- Madenköy Location within Turkey
- Coordinates: 38°05′28″N 42°09′11″E﻿ / ﻿38.091°N 42.153°E
- Country: Turkey
- Province: Siirt
- District: Şirvan
- Population (2021): 778
- Time zone: UTC+3 (TRT)

= Madenköy, Şirvan =

Village in Siirt Province, Turkey

Madenköy (المعدن; Madan; ܡܥܕܢ) (Note: Alternatively transliterated as Māʿdan or Maden. Also known as al-Ma‛dan.) is a village in the Şirvan District of Siirt Province in Turkey. The village is populated by Kurds of the Sturkiyan tribe and had a population of 778 in 2021.

==History==
Maʿdan (today called Madenköy) was historically inhabited by Syriac Orthodox Christians. The Maphrian Basilius Barsoum II was from Maʿdan. Patriarch Ignatius David I was from Ma‘dan. The monk Ibrahim of Ma’dan is attested at the Monastery of Mar Malke in 1560. There was a community of adherents of the Church of the East. It is alternatively named as an Armenian village. In the Syriac Orthodox patriarchal register of dues of 1870, it was recorded that the village had 29 households, who paid 290 dues, and it had one priest. There was a church of Yūldaṯ Alohō and a monastery of Morī Gewargīs.

In a letter from Priest Ibrahim to Patriarch Ignatius Abdul Masih II, it is recorded that the village was attacked by about 100 men of the Danabkta kochers led by two sons of the chief of the tribe, Mijdad Agha, on 15 October 1895, amidst the Hamidian massacres, resulting in the death of the priest, 10 men, and 4 women. Alternatively, Demli Kurds plundered and burned the village and killed 20 villagers, according to James Henry Monahan, the British Vice-Consul of Bitlis. By 1898, there were 20 Syriac Orthodox families, of whom 10 migrated to Bitlis, whilst those who remained stayed in houses that had been rebuilt by the authorities.
§ §
• Given request 1:
List every year mentioned in the Madenköy article.
• Given request 2:
In the Madenköy article, begin at the words "In a letter" and stop after "by the authorities.", substituting "looted" for "plundered".
• Given request 3:
Translate this sentence from the Madenköy article into Spanish: "The Maphrian Basilius Barsoum II was from Maʿdan."
The material that comes next has no connection to the Madenköy article.

Pointing dataset records:
§ §
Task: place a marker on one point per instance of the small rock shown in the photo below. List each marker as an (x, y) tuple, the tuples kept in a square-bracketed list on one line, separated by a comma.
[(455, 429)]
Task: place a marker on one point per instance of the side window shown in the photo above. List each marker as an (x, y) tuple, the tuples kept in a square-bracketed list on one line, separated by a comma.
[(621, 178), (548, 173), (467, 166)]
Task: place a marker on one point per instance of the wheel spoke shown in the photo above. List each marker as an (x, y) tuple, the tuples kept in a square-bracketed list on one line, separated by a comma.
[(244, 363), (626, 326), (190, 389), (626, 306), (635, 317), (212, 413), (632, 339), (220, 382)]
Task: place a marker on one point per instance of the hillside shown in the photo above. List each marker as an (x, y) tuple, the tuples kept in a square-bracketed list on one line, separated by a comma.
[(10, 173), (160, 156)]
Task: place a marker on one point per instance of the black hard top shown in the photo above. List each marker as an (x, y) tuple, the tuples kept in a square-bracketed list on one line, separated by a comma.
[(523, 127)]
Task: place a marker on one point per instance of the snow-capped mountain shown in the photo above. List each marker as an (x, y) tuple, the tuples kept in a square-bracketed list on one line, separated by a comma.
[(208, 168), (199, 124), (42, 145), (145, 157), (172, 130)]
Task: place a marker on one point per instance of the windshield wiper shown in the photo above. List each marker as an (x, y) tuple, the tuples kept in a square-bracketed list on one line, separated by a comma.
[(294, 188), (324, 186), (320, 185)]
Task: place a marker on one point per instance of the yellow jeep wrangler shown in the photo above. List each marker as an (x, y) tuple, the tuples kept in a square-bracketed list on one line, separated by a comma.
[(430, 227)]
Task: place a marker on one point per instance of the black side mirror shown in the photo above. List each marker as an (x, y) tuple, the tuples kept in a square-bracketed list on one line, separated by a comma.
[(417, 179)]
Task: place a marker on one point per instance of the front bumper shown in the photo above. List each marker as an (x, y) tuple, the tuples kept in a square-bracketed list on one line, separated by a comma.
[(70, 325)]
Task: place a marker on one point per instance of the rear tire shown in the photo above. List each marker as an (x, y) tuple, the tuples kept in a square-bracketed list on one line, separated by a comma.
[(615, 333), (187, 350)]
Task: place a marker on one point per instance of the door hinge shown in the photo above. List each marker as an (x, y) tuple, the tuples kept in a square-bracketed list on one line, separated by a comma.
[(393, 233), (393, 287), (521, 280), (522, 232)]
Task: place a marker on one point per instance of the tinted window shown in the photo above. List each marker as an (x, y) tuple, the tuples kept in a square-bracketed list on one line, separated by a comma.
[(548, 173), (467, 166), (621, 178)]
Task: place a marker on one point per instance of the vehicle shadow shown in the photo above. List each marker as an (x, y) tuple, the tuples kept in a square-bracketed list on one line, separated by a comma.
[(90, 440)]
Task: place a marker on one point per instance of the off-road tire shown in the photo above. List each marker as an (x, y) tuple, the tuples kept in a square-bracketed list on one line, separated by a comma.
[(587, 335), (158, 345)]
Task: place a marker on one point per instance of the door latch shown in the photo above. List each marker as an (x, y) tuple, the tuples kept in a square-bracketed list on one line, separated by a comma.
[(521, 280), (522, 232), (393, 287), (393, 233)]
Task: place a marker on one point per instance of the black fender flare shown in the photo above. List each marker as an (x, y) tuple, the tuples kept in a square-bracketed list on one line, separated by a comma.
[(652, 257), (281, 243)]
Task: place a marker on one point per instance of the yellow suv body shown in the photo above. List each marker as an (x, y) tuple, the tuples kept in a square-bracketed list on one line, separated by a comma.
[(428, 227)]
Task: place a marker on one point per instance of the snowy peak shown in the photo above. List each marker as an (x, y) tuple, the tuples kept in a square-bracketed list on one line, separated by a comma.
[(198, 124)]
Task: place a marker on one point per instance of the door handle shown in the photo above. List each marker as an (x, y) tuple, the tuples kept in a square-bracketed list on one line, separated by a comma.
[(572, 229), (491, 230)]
§ §
• Full answer 1:
1560, 1870, 1895, 1898, 2021

• Full answer 2:
In a letter from Priest Ibrahim to Patriarch Ignatius Abdul Masih II, it is recorded that the village was attacked by about 100 men of the Danabkta kochers led by two sons of the chief of the tribe, Mijdad Agha, on 15 October 1895, amidst the Hamidian massacres, resulting in the death of the priest, 10 men, and 4 women. Alternatively, Demli Kurds looted and burned the village and killed 20 villagers, according to James Henry Monahan, the British Vice-Consul of Bitlis. By 1898, there were 20 Syriac Orthodox families, of whom 10 migrated to Bitlis, whilst those who remained stayed in houses that had been rebuilt by the authorities.

• Full answer 3:
El maphrian Basilius Barsoum II era de Maʿdan.